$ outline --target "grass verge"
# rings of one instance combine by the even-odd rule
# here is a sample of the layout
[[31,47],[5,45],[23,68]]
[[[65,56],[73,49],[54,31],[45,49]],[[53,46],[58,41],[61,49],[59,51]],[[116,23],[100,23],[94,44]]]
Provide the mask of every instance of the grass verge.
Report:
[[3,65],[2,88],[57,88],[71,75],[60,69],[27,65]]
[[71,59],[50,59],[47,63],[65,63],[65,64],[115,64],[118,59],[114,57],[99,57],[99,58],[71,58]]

--*--

WORK INSTRUCTIONS: Reproduce every item above verbatim, keeping each line and character unchanged.

TASK RESPONSE:
$ outline --target "grass verge"
# rings of one instance combine by the even-odd rule
# here is a sample of the layout
[[31,47],[5,45],[23,68]]
[[[65,56],[73,49],[54,31],[45,49]],[[53,46],[58,41],[61,49],[59,51]],[[116,23],[100,23],[94,44]]]
Provide the mask of every instance of the grass verge.
Report:
[[3,65],[2,88],[57,88],[71,75],[60,69],[27,65]]
[[71,59],[50,59],[47,63],[65,63],[65,64],[115,64],[118,59],[114,57],[99,57],[99,58],[71,58]]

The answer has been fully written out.